-- begin Source excerpt --
With Christmas fast approaching, the race is on to work out what the kids want.

by Leo Lewis

LIKE IT OR NOT, there are only 183 days until Christmas and the race is on to work out what the kids are going to be screaming for this year.

The biggest clues are provided by the many international trade fairs that take place exactly around this time. The New York toy fair took place recently, and there have been others in Milan, Paris and Nuremburg. Probably the most influential is the one that just took place this summer: the Tokyo International Toy Fair.

The event takes place on home territory for Bandai, Japan's biggest toymaker and now the third largest in the world after the US giants Mattel and Hasbro. The group is no stranger to the frenzy of Christmas toy crazes, and was single-handedly responsible for the Tamagotchi virtual pet mayhem that created half-mile queues outside Japanese, US and British toyshops in 1996. What makes this year different is that Bandai is now making an outright bid for the global No. 1 slot.

"We want to be the world's No. 1 entertainment
provider, and that means more than just toys.
It means everything fun"

That ambition was laid out by the company's president, Takeo Takasu, when he was informing the Tokyo market of another excellent year of results in late March. Newer divisions, such as the ones that produce anime DVDs and video games software, were particularly prosperous, beating forecasts by double-digit percentages. The shares have responded accordingly, coming within striking distance of an all-time high and giving the group a market capitalization of JPY220 billion.

That still only makes it half as valuable as Mattel, the maker of Barbie, and analysts remain puzzled over exactly how Takasu plans to make good on his promises.

In an exclusive interview, the Bandai president agreed that the statement needed more explanation: "When we talk about being No. 1 in the industry, we're not fundamentally talking about the volume of toys shifted any more. Mattel is the world leader in volumes and will probably stay there," he said, "but the industry has changed a lot because children have. We want to be the world's No. 1 entertainment provider, and that means more than just toys. It means clothes, sweets, video games, DVDs, mobile phone products, Internet stuff: everything fun."

Sitting in his Tokyo head office, Takasu surrounds himself with examples of all this. In one corner of the room he has a scale model of a six-piece blues band that springs into action when MP3 Internet music is played to it.
-- end Source excerpt --
-- begin Given records --
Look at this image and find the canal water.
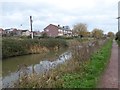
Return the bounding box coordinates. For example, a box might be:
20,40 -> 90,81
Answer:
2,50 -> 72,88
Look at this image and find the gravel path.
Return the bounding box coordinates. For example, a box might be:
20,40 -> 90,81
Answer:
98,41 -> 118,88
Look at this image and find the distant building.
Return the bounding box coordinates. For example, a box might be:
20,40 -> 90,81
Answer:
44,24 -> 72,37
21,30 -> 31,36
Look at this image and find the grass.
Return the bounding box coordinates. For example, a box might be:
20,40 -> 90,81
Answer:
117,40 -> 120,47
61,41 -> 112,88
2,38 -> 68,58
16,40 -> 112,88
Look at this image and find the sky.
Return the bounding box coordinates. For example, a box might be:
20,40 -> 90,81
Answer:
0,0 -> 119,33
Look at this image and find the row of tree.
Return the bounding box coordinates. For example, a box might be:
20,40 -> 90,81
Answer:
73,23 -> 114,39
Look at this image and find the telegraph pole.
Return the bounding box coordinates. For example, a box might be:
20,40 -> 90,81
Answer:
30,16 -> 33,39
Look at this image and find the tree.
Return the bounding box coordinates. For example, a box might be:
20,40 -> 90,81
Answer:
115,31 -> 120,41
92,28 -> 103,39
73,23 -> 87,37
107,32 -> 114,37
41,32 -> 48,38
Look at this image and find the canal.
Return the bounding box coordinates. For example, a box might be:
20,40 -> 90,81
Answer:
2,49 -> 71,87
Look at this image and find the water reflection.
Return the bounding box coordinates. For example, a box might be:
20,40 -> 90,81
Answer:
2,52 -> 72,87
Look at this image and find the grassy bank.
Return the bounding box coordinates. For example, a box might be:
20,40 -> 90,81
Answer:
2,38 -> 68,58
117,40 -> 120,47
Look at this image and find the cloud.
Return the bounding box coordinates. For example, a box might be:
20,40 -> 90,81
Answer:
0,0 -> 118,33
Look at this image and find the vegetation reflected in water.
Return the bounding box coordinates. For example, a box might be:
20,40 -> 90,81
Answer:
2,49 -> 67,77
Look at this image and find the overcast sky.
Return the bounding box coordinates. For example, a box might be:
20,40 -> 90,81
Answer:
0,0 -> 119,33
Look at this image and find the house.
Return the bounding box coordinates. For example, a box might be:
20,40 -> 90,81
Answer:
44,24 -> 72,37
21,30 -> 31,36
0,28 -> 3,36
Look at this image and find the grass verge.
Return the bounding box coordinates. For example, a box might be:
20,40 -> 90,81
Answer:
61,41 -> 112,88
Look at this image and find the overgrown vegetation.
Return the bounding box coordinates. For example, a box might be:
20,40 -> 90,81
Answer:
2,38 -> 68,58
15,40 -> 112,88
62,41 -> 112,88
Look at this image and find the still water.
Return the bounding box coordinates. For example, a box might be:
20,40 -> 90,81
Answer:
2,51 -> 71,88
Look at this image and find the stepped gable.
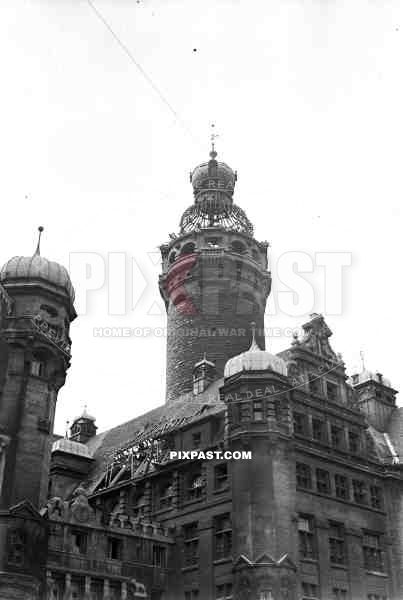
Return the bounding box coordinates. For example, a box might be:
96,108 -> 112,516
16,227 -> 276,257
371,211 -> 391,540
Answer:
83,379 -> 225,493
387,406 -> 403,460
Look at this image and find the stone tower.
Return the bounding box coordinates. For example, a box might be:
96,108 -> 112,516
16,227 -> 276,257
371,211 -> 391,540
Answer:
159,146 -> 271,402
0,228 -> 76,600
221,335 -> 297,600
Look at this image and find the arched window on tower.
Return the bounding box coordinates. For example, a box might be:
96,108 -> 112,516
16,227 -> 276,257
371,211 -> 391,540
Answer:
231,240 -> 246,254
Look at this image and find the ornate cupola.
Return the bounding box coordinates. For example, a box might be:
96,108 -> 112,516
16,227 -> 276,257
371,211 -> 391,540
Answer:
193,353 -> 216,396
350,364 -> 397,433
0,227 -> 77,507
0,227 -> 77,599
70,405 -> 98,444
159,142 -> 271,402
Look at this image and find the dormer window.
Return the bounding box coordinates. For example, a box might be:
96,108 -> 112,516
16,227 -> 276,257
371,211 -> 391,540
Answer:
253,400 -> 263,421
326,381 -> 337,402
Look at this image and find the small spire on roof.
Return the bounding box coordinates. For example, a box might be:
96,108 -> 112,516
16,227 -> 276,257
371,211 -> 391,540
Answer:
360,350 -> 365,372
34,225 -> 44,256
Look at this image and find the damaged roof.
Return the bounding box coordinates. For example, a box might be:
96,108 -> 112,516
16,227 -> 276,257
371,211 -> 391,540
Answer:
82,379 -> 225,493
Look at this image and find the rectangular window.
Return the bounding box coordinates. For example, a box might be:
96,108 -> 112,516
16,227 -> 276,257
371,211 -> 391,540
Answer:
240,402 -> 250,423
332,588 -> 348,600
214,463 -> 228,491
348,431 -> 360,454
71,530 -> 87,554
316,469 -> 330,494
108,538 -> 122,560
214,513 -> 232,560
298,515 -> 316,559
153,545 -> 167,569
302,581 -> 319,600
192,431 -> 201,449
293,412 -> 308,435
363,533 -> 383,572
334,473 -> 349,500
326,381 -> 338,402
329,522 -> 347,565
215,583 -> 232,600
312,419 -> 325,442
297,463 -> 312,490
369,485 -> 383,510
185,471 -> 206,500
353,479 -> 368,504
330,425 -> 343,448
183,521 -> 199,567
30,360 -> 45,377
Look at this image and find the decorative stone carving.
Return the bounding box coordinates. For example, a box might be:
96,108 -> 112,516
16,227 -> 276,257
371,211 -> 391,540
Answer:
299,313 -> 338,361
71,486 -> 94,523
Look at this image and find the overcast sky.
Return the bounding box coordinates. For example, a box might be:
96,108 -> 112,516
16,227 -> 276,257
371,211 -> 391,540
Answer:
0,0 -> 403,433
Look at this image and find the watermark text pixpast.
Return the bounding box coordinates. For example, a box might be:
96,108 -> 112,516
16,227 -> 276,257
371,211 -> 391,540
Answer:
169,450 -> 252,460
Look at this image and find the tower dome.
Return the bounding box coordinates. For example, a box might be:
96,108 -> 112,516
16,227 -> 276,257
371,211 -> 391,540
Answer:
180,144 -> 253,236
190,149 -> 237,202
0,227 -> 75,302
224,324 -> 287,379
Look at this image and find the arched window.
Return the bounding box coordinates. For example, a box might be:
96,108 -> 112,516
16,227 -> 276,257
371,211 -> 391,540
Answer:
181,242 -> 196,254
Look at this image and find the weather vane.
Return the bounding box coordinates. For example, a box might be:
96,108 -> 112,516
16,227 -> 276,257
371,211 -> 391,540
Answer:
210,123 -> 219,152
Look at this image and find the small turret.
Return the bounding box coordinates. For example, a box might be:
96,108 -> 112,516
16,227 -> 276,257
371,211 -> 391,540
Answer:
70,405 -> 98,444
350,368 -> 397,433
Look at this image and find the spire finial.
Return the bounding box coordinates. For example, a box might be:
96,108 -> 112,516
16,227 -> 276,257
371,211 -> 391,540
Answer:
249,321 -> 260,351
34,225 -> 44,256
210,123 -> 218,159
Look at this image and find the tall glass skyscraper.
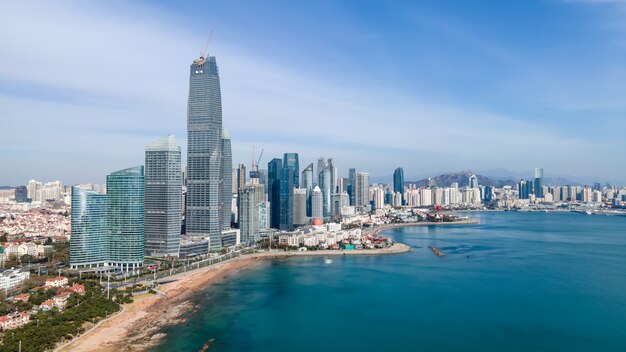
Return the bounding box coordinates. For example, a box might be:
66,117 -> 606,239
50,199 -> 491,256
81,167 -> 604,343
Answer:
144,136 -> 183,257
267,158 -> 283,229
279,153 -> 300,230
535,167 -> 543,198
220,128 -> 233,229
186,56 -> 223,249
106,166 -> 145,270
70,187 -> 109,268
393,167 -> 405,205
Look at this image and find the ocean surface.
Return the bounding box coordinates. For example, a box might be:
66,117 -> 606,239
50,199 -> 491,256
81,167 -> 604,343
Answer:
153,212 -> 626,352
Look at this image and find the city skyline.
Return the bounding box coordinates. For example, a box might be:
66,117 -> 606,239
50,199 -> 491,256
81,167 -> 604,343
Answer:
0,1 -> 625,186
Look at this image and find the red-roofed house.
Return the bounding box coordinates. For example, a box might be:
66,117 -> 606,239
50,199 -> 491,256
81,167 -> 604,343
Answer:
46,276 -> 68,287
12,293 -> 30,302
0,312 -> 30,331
-- end Given records --
-- begin Given records --
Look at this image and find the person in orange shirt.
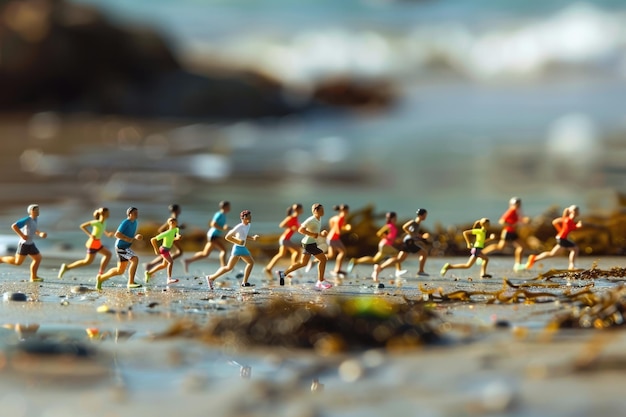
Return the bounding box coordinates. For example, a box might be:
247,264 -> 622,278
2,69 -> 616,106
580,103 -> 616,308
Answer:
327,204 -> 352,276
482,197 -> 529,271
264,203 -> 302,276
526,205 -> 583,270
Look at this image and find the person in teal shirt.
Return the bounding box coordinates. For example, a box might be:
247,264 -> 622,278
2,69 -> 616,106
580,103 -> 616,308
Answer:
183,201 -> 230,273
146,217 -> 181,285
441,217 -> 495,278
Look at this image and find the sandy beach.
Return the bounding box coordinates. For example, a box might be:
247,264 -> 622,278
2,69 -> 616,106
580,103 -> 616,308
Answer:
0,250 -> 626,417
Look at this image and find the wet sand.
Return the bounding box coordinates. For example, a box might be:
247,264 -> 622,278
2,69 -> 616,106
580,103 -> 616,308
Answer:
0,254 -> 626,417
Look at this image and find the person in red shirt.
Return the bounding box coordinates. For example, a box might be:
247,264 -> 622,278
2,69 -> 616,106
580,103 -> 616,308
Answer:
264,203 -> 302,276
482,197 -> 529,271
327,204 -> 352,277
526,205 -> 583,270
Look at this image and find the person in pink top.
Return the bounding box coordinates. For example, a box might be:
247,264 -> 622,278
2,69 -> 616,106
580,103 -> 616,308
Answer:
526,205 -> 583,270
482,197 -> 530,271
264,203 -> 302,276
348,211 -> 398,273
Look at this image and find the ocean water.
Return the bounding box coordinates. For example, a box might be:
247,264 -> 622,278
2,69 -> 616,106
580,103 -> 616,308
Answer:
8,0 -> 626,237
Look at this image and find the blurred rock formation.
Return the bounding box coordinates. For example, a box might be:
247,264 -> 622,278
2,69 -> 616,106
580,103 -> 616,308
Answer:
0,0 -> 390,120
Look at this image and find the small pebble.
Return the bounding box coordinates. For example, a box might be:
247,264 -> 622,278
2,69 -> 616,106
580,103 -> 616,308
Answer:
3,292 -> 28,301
-- end Given records --
-- begin Given records --
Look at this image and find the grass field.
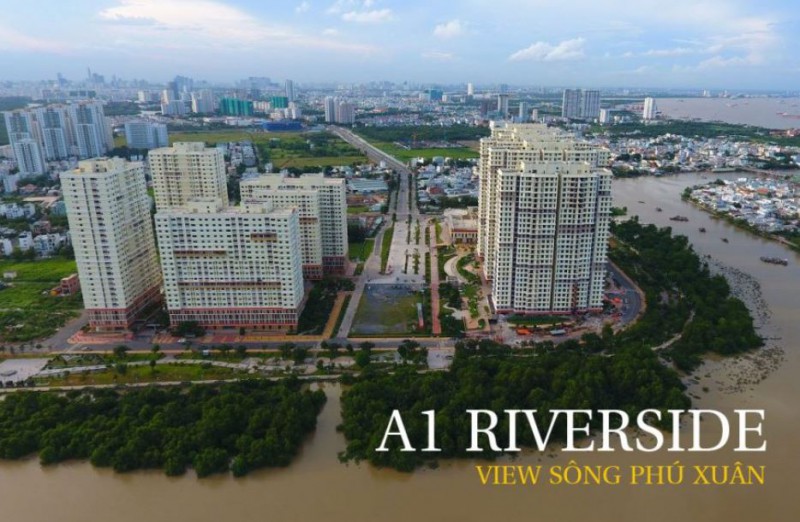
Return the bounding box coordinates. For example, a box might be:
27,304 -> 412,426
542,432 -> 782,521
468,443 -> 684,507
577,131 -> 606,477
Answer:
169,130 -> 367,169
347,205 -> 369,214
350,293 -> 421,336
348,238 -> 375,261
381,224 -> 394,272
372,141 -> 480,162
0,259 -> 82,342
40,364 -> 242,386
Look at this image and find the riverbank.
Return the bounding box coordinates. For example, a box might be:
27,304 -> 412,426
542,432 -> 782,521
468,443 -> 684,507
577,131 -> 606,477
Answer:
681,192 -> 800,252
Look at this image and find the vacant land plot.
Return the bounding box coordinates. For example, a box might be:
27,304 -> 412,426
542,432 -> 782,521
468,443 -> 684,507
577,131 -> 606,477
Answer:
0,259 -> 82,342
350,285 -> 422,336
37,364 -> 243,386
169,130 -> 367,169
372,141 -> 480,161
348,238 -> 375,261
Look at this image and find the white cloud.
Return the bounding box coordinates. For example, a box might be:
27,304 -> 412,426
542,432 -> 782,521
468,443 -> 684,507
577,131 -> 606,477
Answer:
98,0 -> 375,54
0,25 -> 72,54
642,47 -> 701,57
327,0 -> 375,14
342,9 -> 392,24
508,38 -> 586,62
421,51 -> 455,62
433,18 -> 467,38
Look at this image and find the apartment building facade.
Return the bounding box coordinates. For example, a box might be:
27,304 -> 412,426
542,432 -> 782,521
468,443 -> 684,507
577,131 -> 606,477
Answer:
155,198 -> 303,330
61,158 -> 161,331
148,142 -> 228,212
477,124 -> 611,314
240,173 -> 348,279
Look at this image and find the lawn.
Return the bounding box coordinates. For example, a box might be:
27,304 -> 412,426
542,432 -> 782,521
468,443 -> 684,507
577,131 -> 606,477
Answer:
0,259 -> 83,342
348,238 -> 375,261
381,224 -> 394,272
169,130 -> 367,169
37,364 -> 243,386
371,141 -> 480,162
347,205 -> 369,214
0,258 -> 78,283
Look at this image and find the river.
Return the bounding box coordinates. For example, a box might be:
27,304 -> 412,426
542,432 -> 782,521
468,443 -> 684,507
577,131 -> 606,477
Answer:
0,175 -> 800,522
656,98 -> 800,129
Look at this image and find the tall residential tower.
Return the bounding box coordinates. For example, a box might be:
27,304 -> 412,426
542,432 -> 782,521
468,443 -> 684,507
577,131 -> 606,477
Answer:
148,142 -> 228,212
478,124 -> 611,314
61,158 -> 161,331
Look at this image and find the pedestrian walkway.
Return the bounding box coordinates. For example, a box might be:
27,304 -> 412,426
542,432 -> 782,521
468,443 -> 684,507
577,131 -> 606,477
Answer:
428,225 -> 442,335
-- end Given records --
> _Task_:
Answer these questions from the Bandai article, one per line:
1. How many days until Christmas does it say remain?
2. Which two US companies does it rank ahead of Bandai among the world's toymakers?
3. What market capitalization does it give for Bandai?

> _Solution to the problem_:
1. 183 days
2. Mattel and Hasbro
3. JPY220 billion